Records from a collection »
Segment Open

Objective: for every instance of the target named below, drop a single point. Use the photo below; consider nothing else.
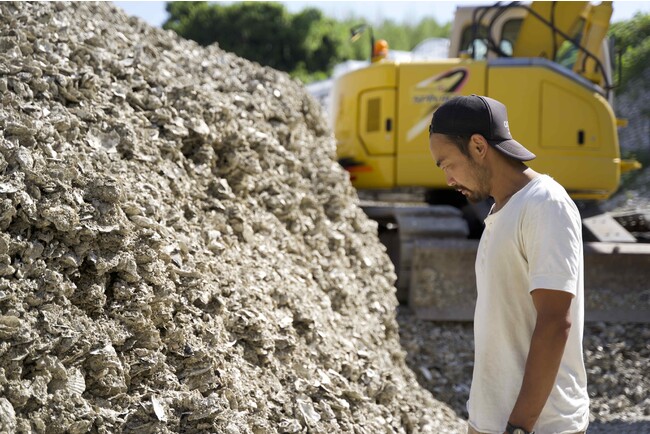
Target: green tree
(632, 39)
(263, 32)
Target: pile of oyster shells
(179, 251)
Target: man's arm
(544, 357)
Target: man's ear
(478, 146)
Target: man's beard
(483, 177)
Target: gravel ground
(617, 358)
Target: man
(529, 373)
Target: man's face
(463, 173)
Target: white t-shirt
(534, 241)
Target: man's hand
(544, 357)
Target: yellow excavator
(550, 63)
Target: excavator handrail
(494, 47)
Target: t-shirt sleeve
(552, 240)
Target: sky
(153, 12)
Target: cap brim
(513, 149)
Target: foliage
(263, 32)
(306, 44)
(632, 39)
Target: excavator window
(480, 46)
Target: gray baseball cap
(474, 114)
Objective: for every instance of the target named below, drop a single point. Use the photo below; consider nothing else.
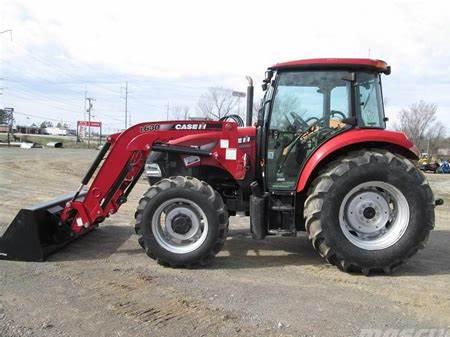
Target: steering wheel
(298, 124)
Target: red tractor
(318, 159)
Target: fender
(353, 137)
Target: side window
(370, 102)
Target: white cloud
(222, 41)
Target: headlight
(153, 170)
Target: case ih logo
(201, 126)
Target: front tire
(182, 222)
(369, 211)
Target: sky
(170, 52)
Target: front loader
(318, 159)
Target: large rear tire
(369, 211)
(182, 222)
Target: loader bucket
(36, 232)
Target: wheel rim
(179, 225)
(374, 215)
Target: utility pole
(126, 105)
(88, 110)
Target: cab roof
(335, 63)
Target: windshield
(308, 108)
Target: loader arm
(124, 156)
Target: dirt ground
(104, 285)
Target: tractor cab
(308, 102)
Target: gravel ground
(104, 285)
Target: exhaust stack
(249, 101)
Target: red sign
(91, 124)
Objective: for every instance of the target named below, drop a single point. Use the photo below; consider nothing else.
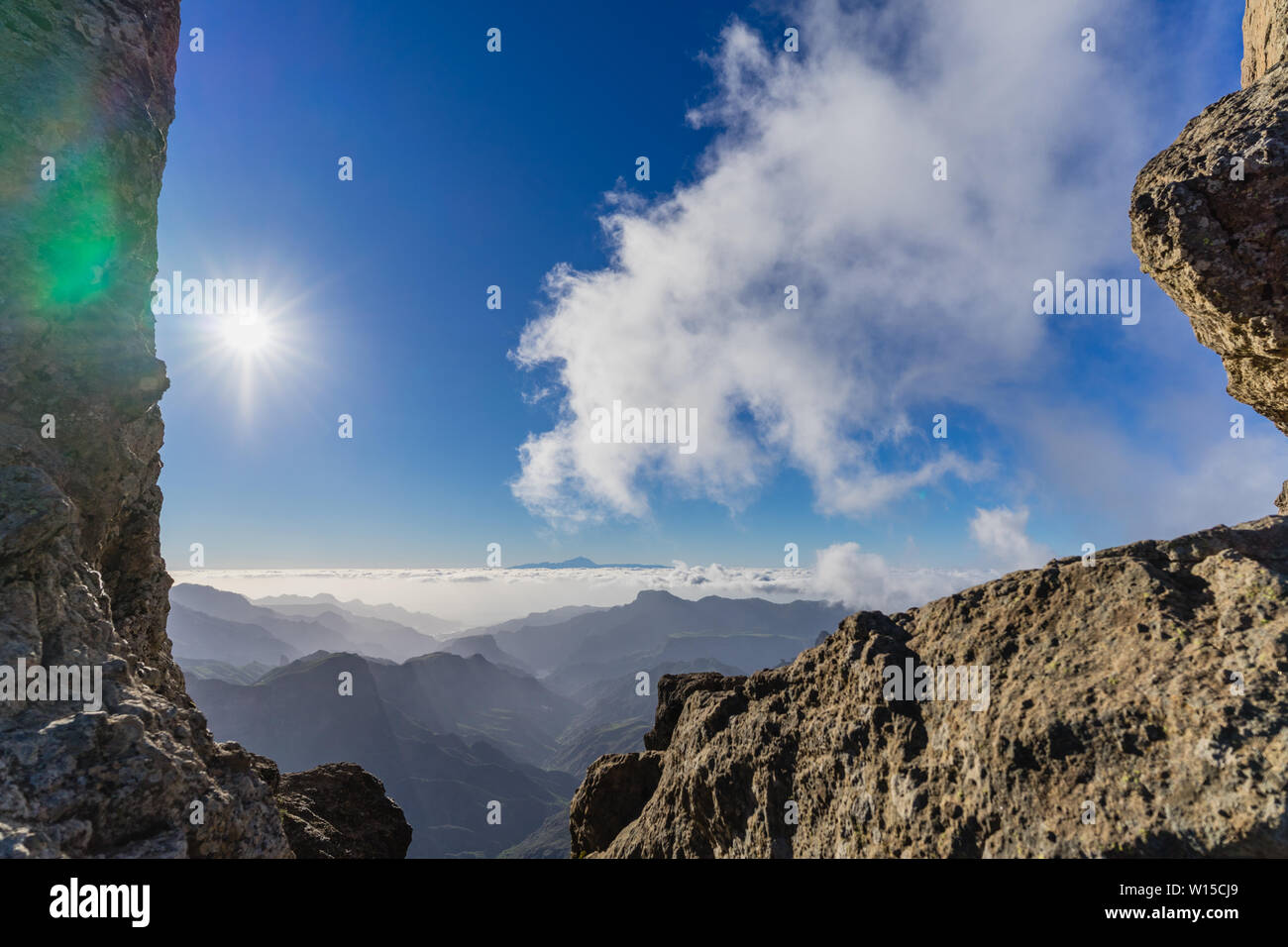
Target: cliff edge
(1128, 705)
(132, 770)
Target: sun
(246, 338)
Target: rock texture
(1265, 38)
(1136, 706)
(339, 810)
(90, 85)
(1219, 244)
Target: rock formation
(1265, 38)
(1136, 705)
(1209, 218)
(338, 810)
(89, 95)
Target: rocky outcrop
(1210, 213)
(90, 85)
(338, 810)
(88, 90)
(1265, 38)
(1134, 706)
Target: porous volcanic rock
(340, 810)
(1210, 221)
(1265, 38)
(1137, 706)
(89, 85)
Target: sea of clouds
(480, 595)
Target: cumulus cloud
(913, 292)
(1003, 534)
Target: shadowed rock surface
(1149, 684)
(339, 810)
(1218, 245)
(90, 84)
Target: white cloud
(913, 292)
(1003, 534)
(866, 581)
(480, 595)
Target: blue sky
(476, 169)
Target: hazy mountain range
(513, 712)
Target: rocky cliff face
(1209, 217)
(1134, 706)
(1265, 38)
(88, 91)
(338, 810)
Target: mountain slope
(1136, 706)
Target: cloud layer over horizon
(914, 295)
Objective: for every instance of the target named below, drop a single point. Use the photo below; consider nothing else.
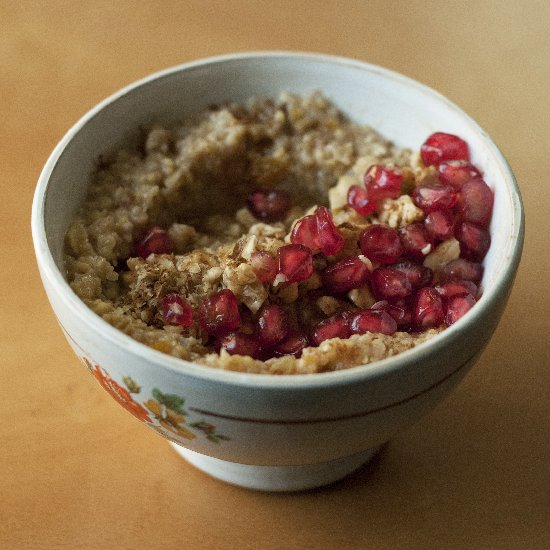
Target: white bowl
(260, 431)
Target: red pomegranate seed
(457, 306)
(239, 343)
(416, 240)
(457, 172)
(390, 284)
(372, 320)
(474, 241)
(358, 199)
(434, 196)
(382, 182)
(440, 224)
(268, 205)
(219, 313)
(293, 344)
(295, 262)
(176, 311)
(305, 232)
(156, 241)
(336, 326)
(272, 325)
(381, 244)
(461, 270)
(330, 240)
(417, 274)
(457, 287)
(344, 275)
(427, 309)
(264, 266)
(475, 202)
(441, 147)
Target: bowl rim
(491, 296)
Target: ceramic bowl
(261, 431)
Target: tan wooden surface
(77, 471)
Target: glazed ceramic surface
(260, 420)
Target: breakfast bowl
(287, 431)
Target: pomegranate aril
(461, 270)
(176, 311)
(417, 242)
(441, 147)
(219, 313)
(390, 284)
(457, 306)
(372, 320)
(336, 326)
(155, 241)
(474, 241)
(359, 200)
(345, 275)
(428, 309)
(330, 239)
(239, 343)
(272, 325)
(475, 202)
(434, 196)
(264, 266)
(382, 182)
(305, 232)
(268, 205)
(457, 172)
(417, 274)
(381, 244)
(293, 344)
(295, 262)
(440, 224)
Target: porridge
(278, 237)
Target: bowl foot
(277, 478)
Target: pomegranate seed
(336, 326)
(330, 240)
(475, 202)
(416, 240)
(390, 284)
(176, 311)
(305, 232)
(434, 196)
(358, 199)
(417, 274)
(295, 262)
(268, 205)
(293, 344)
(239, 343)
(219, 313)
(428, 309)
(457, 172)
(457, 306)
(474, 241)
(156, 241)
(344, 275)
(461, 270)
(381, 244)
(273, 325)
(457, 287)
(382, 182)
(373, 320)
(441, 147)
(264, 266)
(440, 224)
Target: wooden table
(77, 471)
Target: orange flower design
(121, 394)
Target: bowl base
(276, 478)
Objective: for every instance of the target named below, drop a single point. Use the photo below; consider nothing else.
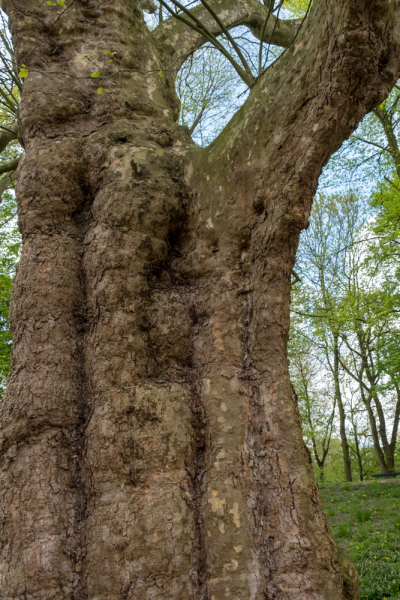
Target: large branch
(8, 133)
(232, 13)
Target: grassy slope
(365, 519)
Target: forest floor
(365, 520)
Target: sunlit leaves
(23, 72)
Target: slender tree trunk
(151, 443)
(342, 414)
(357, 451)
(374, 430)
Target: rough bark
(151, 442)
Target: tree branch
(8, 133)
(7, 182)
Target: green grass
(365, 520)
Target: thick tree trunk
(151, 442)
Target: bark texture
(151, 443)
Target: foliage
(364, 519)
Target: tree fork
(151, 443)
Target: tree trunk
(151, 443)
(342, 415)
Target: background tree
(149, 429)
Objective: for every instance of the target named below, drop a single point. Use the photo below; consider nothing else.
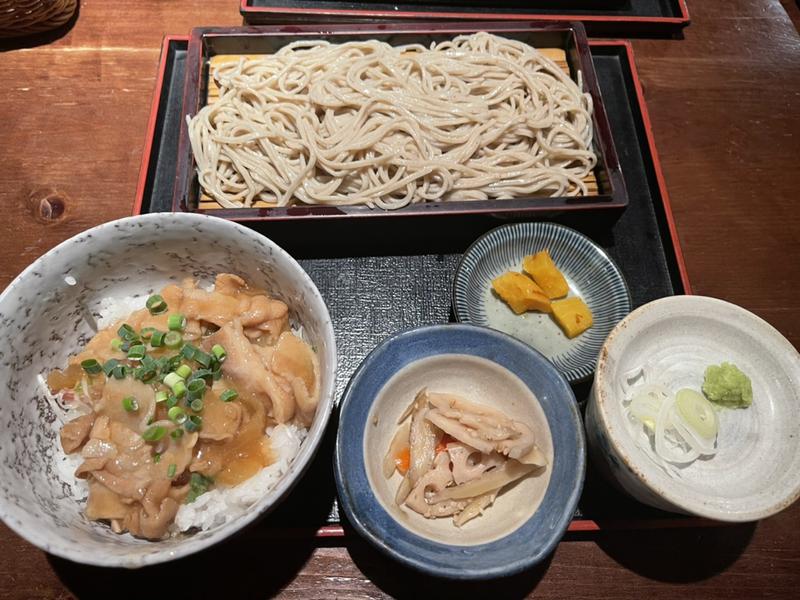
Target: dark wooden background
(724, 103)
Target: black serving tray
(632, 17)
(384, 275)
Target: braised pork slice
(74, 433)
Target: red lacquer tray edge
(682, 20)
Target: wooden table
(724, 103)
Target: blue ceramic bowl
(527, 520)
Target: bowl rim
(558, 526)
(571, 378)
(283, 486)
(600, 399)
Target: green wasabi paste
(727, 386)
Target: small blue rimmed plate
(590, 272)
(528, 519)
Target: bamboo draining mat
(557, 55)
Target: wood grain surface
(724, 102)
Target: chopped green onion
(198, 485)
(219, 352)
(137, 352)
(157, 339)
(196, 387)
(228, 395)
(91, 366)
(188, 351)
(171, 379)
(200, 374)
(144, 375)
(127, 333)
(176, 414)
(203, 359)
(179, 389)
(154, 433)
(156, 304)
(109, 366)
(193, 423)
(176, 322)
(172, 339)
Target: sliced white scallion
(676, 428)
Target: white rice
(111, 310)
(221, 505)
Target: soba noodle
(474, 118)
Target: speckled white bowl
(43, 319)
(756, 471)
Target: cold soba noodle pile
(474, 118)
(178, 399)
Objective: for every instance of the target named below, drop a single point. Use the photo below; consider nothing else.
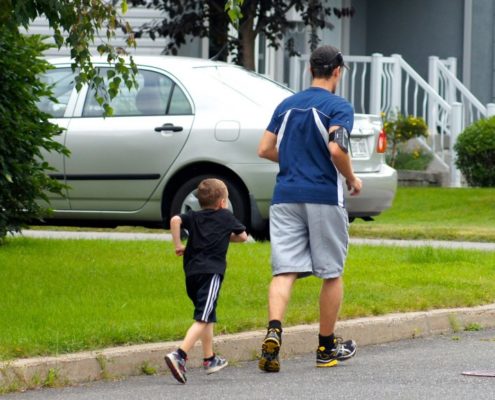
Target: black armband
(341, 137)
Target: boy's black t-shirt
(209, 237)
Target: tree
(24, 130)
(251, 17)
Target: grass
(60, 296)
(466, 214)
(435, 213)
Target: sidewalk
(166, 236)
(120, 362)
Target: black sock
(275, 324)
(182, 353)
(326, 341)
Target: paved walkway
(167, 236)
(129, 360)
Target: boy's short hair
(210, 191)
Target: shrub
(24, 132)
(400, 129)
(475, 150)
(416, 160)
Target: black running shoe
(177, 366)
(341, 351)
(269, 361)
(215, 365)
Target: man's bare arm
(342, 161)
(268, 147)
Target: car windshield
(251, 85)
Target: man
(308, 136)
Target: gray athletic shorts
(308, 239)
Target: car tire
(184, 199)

Segment Closed

AIM OF THE EXERCISE »
Exactly as written, reproduce all of the entries while dropping the pictures.

RESPONSE BELOW »
Objective: for every instance of the target named below, drop a single point. Use the photo below; consider nothing else.
Target: green tree
(632, 39)
(263, 32)
Target: pile of oyster shells
(179, 251)
Target: man's arm
(544, 357)
Target: man's ear
(478, 146)
Target: man's beard
(483, 177)
Target: gravel ground
(617, 358)
Target: man
(529, 373)
Target: man's face
(463, 173)
Target: white t-shirt
(534, 241)
Target: man's hand
(544, 357)
Target: yellow excavator
(550, 63)
Target: excavator handrail
(494, 47)
Target: t-shirt sleeve
(552, 240)
Target: sky
(153, 12)
Target: cap brim
(513, 149)
Target: foliage
(263, 32)
(306, 44)
(632, 39)
Target: excavator window
(480, 46)
Target: gray baseball cap
(474, 114)
Objective: for every instance of the target named below, drop a single point. Use the photo below; consider nothing else.
Target: steering wheel
(298, 124)
Target: red tractor
(318, 159)
Target: fender
(353, 137)
Target: side window
(370, 102)
Target: white cloud
(222, 41)
Target: headlight
(153, 170)
Target: case ih logo
(201, 126)
Target: front tire
(182, 222)
(369, 211)
Target: sky
(170, 52)
Target: front loader
(318, 159)
Target: large rear tire
(369, 211)
(182, 222)
Target: loader bucket
(36, 232)
Target: wheel rim
(179, 225)
(374, 215)
Target: utility pole
(126, 105)
(88, 110)
Target: cab roof
(335, 63)
Target: windshield
(308, 108)
Target: loader arm
(124, 156)
Target: dirt ground
(104, 285)
Target: tractor cab
(308, 102)
Target: gravel ground
(104, 285)
Target: exhaust stack
(249, 101)
Target: red sign
(91, 124)
Objective: for every instance of the target named below, drop a single point. Use the photo below; consider nothing else.
Target: cliff edge
(1128, 705)
(132, 770)
Target: sun
(246, 338)
Target: rock texture
(1265, 38)
(1136, 706)
(339, 810)
(90, 85)
(1219, 244)
Target: rock formation
(1265, 38)
(1136, 705)
(1209, 218)
(338, 810)
(89, 95)
Target: rocky outcrop
(1210, 213)
(90, 85)
(338, 810)
(88, 90)
(1265, 38)
(1134, 706)
Target: porous volcanic rock
(340, 810)
(1210, 221)
(1265, 38)
(1137, 706)
(89, 85)
Target: sea of clouds
(480, 595)
Target: cumulus cloud
(913, 292)
(1003, 534)
Target: shadowed rock surface
(1149, 684)
(339, 810)
(1218, 245)
(90, 84)
Target: white cloud
(913, 292)
(1003, 534)
(866, 581)
(480, 595)
Target: blue sky
(476, 169)
Target: hazy mountain range
(513, 712)
Target: rocky cliff face
(1209, 217)
(1134, 706)
(1265, 38)
(88, 91)
(338, 810)
Target: mountain slope
(1136, 706)
Target: cloud layer over horizon
(914, 295)
Objective: for every instance of the target named below, drop a single point. Use the photo below; consider nothing else.
Target: white bowl
(260, 431)
Target: red pomegranate seed
(457, 306)
(239, 343)
(416, 240)
(457, 172)
(390, 284)
(372, 320)
(474, 241)
(358, 199)
(434, 196)
(382, 182)
(440, 224)
(268, 205)
(219, 313)
(293, 344)
(295, 262)
(176, 311)
(305, 232)
(156, 241)
(336, 326)
(272, 325)
(381, 244)
(461, 270)
(330, 240)
(417, 274)
(457, 287)
(344, 275)
(427, 309)
(264, 266)
(475, 202)
(441, 147)
Target: bowl rim
(491, 296)
Target: ceramic bowl
(261, 431)
Target: tan wooden surface
(77, 471)
Target: glazed ceramic surface
(260, 420)
Target: breakfast bowl
(287, 431)
Target: pomegranate aril
(461, 270)
(176, 311)
(417, 242)
(441, 147)
(219, 313)
(390, 284)
(457, 306)
(372, 320)
(336, 326)
(155, 241)
(474, 241)
(359, 200)
(345, 275)
(428, 309)
(330, 239)
(239, 343)
(272, 325)
(475, 202)
(434, 196)
(264, 266)
(382, 182)
(305, 232)
(268, 205)
(457, 172)
(417, 274)
(381, 244)
(293, 344)
(295, 262)
(440, 224)
Target: porridge
(278, 237)
Target: bowl foot
(277, 478)
Target: pomegranate seed
(336, 326)
(330, 240)
(475, 202)
(416, 240)
(390, 284)
(176, 311)
(305, 232)
(434, 196)
(358, 199)
(417, 274)
(295, 262)
(268, 205)
(293, 344)
(239, 343)
(219, 313)
(428, 309)
(457, 172)
(457, 306)
(474, 241)
(156, 241)
(344, 275)
(461, 270)
(381, 244)
(273, 325)
(457, 287)
(382, 182)
(373, 320)
(441, 147)
(264, 266)
(440, 224)
Target: wooden table
(77, 471)
Target: orange flower design
(121, 394)
Target: bowl base
(276, 478)
Objective: for every instance of the target named below, drop a single point. Use the photo below; consider nothing else.
Target: large branch
(8, 133)
(232, 13)
Target: grassy slope
(365, 519)
Target: forest floor
(365, 520)
Target: sunlit leaves
(23, 72)
Target: slender tree trunk
(151, 443)
(342, 414)
(357, 451)
(374, 430)
Target: rough bark
(151, 442)
Target: tree branch
(8, 133)
(7, 182)
Target: green grass
(365, 520)
Target: thick tree trunk
(151, 442)
Target: bark texture
(151, 443)
Target: foliage
(364, 519)
Target: tree fork
(151, 443)
Target: tree trunk
(151, 443)
(342, 415)
Target: background tree
(149, 429)
Objective: for every instance of the target named below, drop a single point. Use the photo below; consider nothing else.
Target: dark wooden background
(724, 103)
Target: black serving tray
(632, 17)
(384, 275)
Target: braised pork slice
(74, 433)
Target: red lacquer tray edge
(682, 20)
Target: wooden table
(724, 103)
Target: blue ceramic bowl
(527, 520)
Target: bowl rim
(558, 526)
(571, 378)
(283, 486)
(600, 399)
Target: green wasabi paste
(727, 386)
Target: small blue rimmed plate
(590, 272)
(528, 519)
Target: bamboo draining mat
(557, 55)
Target: wood grain surface
(724, 102)
Target: chopped green onion
(198, 485)
(219, 352)
(137, 352)
(157, 339)
(196, 387)
(228, 395)
(91, 366)
(188, 351)
(171, 379)
(200, 374)
(144, 375)
(127, 333)
(176, 414)
(203, 359)
(179, 389)
(154, 433)
(156, 304)
(109, 366)
(193, 423)
(176, 322)
(172, 339)
Target: sliced white scallion
(676, 428)
Target: white rice
(111, 310)
(221, 505)
Target: soba noodle
(474, 118)
Target: speckled white bowl
(43, 319)
(756, 471)
Target: cold soba noodle pile
(474, 118)
(178, 399)
Objective: for every instance of the target named below, drop a single point. Use the photo below; consider nothing else.
Target: black armband
(341, 137)
Target: boy's black t-shirt
(209, 237)
Target: tree
(24, 130)
(251, 17)
Target: grass
(60, 296)
(466, 214)
(435, 213)
Target: sidewalk
(166, 236)
(120, 362)
Target: black sock
(275, 324)
(182, 353)
(326, 341)
Target: paved walkway
(167, 236)
(129, 360)
Target: boy's short hair
(210, 191)
Target: shrub
(24, 132)
(400, 129)
(475, 150)
(416, 160)
Target: black running shoe
(177, 366)
(341, 351)
(269, 361)
(215, 365)
Target: man's bare arm
(342, 161)
(268, 147)
Target: car windshield
(251, 85)
Target: man
(308, 136)
Target: gray athletic shorts
(308, 239)
Target: car tire
(184, 199)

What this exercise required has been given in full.